- **Data shown**:
* * * * * * * * *

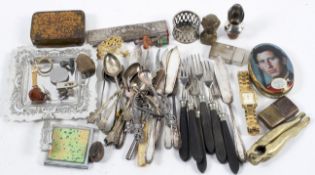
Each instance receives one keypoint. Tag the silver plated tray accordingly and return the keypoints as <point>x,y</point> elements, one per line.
<point>22,109</point>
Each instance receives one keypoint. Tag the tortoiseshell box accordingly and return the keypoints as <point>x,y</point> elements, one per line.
<point>58,28</point>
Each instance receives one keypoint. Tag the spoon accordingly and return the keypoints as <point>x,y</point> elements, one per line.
<point>112,66</point>
<point>36,95</point>
<point>130,72</point>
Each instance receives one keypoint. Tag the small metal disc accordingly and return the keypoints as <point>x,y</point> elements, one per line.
<point>59,74</point>
<point>96,152</point>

* * * * * * * * *

- **Given task**: Revise every one of the rows above so that "instance" becomes "object" wherever it appears, with everything else kept the same. Leave the pictures out.

- **Answer to this exercise**:
Each object receives one keypoint. Tag the silver plated tray accordingly and return the keypoints as <point>x,y</point> elements, one per line.
<point>22,109</point>
Each object receives one keypoint. Tag the tortoiseshell box accordingly and return the keypoints as <point>x,y</point> elements, one per line.
<point>58,28</point>
Each object receives one keypoint. Tag the spoon accordingly and return the keypoints as <point>x,y</point> elements, one per line.
<point>112,66</point>
<point>36,95</point>
<point>130,72</point>
Each object receives one keypoint. Tag the small metal disc accordingly and return the keypoints as <point>x,y</point> elements, one per line.
<point>59,74</point>
<point>96,152</point>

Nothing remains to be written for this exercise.